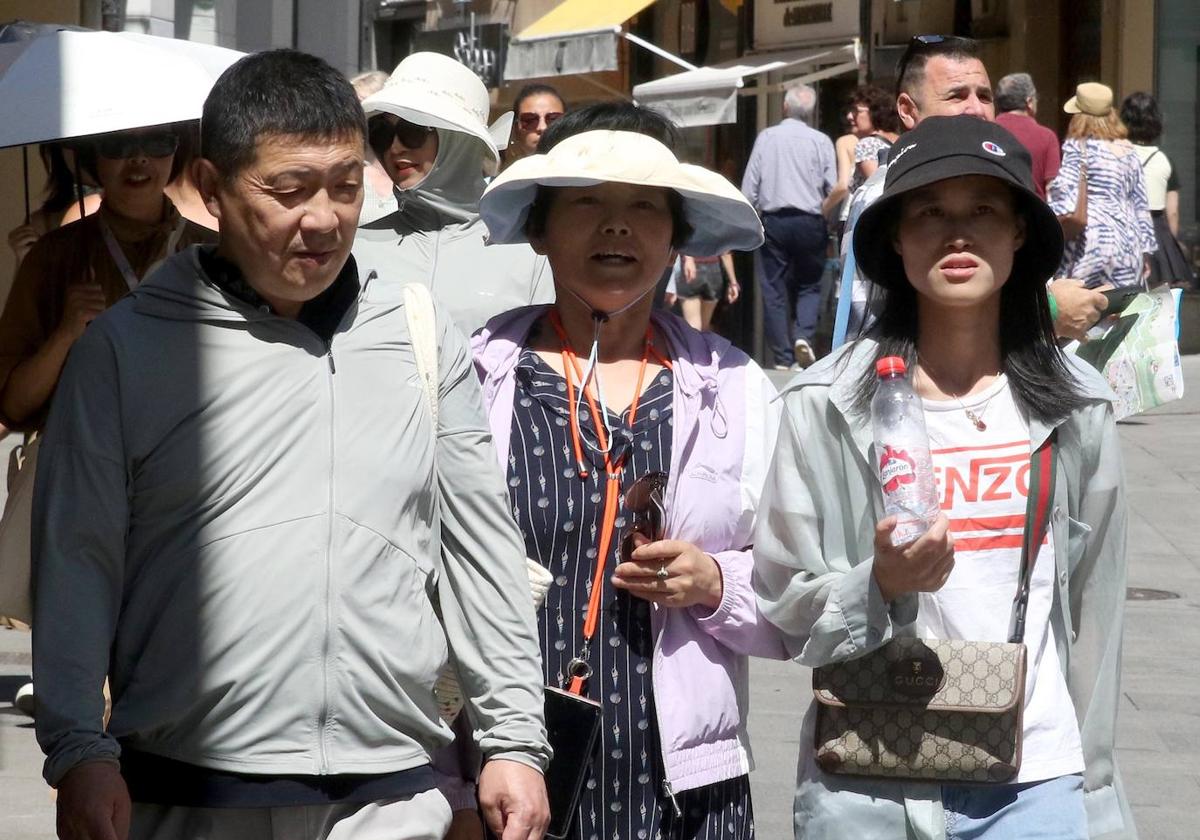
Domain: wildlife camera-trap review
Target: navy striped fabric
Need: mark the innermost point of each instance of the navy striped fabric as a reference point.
(559, 515)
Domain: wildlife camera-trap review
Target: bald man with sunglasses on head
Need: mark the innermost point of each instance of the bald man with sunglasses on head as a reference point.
(943, 76)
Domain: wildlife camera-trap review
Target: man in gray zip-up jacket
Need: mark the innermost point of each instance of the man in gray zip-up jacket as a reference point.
(246, 520)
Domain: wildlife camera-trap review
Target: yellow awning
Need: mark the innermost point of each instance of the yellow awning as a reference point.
(583, 16)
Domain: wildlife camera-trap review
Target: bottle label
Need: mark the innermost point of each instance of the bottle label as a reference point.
(897, 469)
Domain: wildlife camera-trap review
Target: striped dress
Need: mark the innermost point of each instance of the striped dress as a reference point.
(559, 515)
(1120, 229)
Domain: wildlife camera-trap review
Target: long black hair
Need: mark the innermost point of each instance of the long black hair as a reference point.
(1043, 385)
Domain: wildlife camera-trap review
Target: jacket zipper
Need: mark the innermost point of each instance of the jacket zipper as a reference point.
(323, 723)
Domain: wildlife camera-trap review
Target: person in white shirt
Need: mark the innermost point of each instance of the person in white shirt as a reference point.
(959, 245)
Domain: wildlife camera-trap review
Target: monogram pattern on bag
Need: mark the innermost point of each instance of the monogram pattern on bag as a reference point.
(969, 731)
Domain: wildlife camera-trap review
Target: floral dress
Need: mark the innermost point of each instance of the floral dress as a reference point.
(561, 515)
(1120, 229)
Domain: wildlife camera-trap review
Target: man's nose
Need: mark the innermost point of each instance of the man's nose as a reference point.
(318, 214)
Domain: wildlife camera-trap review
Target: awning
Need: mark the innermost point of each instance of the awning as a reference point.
(708, 96)
(576, 36)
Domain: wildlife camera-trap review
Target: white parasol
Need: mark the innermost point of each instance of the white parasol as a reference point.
(67, 84)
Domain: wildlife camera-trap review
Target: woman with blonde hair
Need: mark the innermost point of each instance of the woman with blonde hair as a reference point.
(1110, 232)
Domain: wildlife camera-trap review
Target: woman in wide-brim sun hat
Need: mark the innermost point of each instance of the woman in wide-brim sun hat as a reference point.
(960, 247)
(597, 385)
(429, 129)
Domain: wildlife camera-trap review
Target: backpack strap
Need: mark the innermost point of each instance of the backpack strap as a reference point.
(423, 333)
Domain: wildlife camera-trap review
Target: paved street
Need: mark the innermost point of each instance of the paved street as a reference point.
(1159, 726)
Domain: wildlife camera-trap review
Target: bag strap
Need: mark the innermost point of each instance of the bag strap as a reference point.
(423, 331)
(1043, 466)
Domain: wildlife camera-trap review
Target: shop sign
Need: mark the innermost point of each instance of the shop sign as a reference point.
(484, 55)
(795, 23)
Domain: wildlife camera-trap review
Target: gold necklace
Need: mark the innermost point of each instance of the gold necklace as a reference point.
(975, 418)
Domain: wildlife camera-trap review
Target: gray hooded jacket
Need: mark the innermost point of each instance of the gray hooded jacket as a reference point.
(437, 238)
(252, 533)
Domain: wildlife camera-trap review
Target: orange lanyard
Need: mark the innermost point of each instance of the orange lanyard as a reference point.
(579, 667)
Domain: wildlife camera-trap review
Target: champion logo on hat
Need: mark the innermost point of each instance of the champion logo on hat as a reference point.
(903, 153)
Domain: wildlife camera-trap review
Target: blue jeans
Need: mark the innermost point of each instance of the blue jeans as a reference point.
(1038, 810)
(792, 263)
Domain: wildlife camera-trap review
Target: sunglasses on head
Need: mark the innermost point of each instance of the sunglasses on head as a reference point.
(124, 145)
(382, 131)
(645, 510)
(529, 120)
(928, 45)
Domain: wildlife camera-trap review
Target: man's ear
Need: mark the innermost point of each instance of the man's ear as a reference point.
(907, 109)
(208, 180)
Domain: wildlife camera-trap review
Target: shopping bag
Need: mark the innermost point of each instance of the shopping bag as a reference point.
(1139, 354)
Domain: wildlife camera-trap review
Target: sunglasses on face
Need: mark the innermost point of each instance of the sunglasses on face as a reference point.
(382, 131)
(927, 45)
(646, 511)
(120, 147)
(529, 120)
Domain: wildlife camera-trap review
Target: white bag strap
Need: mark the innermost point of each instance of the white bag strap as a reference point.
(423, 331)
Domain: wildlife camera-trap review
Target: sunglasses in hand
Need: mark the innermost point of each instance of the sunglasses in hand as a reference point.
(645, 510)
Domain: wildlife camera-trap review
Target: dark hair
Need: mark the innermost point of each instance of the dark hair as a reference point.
(535, 89)
(277, 93)
(60, 181)
(1043, 385)
(911, 69)
(609, 117)
(881, 107)
(1143, 118)
(87, 155)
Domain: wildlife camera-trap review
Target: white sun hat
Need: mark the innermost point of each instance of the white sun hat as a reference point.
(435, 90)
(720, 216)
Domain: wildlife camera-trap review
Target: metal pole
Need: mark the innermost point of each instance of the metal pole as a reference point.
(24, 167)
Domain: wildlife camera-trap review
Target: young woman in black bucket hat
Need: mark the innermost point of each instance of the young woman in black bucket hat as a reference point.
(960, 249)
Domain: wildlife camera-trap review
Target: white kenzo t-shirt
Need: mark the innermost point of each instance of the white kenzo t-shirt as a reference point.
(983, 486)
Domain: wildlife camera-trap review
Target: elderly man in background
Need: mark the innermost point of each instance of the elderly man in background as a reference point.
(943, 76)
(1017, 109)
(791, 171)
(249, 517)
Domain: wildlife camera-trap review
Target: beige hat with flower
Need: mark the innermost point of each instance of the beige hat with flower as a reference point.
(720, 216)
(1092, 99)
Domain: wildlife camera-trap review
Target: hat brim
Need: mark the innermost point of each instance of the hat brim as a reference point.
(417, 105)
(876, 255)
(720, 216)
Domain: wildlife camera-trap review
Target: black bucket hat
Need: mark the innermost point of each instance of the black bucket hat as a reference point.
(952, 147)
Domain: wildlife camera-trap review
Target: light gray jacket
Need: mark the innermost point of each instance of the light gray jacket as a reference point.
(252, 532)
(814, 563)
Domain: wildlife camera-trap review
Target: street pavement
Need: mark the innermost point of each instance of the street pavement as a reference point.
(1158, 741)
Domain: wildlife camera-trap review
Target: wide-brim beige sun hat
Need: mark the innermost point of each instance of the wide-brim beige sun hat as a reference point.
(435, 90)
(720, 216)
(1092, 99)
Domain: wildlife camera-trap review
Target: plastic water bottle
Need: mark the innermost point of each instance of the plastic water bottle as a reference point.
(901, 449)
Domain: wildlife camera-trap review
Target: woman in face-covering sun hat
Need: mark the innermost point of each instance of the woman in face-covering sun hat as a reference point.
(960, 247)
(429, 129)
(586, 397)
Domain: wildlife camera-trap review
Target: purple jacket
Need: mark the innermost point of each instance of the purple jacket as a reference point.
(724, 432)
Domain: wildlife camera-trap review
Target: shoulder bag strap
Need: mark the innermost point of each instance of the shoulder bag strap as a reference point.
(423, 331)
(1043, 466)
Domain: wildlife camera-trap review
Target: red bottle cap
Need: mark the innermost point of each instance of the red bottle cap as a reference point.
(891, 366)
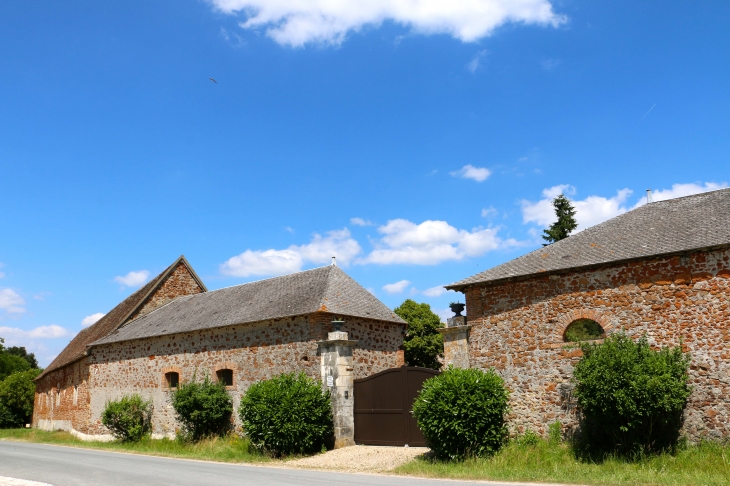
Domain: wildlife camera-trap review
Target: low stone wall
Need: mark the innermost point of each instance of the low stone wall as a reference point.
(517, 328)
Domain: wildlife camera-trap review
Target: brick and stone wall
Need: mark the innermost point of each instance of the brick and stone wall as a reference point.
(517, 328)
(62, 399)
(254, 351)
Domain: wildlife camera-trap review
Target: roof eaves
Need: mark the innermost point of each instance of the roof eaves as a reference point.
(458, 287)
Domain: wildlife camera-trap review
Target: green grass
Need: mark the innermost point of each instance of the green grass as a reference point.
(225, 449)
(705, 464)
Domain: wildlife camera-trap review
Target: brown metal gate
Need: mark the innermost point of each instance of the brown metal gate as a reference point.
(383, 405)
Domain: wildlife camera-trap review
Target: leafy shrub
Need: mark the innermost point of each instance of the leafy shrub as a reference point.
(17, 395)
(288, 414)
(203, 408)
(528, 439)
(461, 413)
(631, 397)
(423, 345)
(128, 418)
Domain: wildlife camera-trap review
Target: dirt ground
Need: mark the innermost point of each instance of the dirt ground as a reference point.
(360, 459)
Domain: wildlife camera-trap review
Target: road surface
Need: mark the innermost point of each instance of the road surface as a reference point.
(67, 466)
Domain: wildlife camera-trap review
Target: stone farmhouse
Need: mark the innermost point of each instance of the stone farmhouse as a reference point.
(661, 270)
(174, 330)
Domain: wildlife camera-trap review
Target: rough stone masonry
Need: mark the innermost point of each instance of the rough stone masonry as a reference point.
(518, 312)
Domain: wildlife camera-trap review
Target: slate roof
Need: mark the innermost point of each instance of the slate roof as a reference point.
(324, 289)
(660, 228)
(76, 349)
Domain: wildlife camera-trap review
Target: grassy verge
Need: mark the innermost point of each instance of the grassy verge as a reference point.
(705, 464)
(226, 449)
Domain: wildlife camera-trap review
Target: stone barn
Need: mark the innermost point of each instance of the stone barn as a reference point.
(661, 270)
(173, 330)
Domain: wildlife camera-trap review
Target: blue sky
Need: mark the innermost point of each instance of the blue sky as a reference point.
(418, 141)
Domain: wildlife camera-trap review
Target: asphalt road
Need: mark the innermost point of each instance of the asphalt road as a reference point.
(66, 466)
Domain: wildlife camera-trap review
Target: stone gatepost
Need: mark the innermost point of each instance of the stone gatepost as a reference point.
(456, 342)
(338, 377)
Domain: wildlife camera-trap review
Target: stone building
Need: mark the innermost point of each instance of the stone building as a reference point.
(173, 330)
(662, 270)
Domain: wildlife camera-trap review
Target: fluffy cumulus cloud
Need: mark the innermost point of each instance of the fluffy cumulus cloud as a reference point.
(397, 287)
(597, 209)
(299, 22)
(270, 262)
(430, 243)
(11, 302)
(89, 320)
(43, 332)
(133, 279)
(478, 174)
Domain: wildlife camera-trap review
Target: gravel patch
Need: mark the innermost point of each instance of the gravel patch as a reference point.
(360, 459)
(5, 481)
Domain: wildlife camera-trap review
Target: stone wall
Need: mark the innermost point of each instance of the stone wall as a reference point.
(254, 351)
(517, 328)
(62, 399)
(179, 282)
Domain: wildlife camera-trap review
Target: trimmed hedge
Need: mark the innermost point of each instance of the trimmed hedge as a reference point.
(288, 414)
(632, 397)
(461, 413)
(128, 418)
(203, 408)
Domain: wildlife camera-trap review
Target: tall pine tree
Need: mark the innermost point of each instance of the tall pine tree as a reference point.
(565, 224)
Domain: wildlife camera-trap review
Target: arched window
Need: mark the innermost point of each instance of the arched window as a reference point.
(172, 378)
(583, 330)
(225, 376)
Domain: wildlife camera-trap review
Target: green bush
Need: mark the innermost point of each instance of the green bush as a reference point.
(203, 408)
(631, 397)
(461, 413)
(288, 414)
(17, 395)
(128, 418)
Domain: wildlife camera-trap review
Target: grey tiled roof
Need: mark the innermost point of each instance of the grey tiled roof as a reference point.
(660, 228)
(326, 289)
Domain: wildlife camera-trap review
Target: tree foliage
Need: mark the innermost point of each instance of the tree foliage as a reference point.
(288, 414)
(204, 408)
(128, 418)
(461, 413)
(17, 396)
(423, 344)
(631, 397)
(566, 222)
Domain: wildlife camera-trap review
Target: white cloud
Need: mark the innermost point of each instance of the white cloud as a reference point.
(435, 291)
(42, 332)
(597, 209)
(320, 250)
(489, 212)
(133, 279)
(360, 222)
(478, 174)
(11, 302)
(299, 22)
(89, 320)
(397, 287)
(431, 243)
(681, 190)
(476, 62)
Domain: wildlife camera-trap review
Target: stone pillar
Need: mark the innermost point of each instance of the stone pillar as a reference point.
(456, 342)
(338, 377)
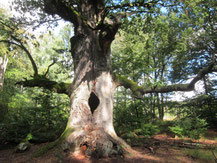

---------------

* **EXERCISE GOAL**
Skip the pictures. Please copy exactly the lines from the one with "Need: mark the innermost point of each instance of the arched" through the final line of the material above, both ends included.

* **RESULT FOR THIS EXERCISE**
Need: mark the innermost point of each instance of the arched window as a reference point.
(172, 378)
(583, 330)
(225, 376)
Domain: wildlife camera-trap review
Target: green bush
Need: mark the innermost point of each instance of the green bush as a reference point.
(203, 408)
(631, 397)
(461, 413)
(288, 414)
(17, 395)
(128, 418)
Domain: wildlife camera-trap review
Target: grey tiled roof
Need: mark the innermost point of each instance of the grey tiled roof as a reference point.
(660, 228)
(326, 289)
Domain: wildlife camera-trap review
Target: tree foliage
Need: mark the innermost point of each instance of the tree foliage as a reference point.
(288, 414)
(204, 408)
(128, 418)
(461, 413)
(17, 396)
(423, 344)
(631, 397)
(566, 222)
Domain: wildlife camera-trap review
Target: white cloud
Need: mark the innermost point of each instance of the white cloud as a reference point.
(435, 291)
(42, 332)
(597, 209)
(320, 250)
(489, 212)
(133, 279)
(360, 222)
(478, 174)
(11, 302)
(299, 22)
(89, 320)
(397, 287)
(431, 243)
(681, 190)
(476, 62)
Domain: wildlife camera-trap review
Target: stone pillar
Need: mark the innermost point of each instance of the stone pillar as a reference point.
(456, 342)
(338, 377)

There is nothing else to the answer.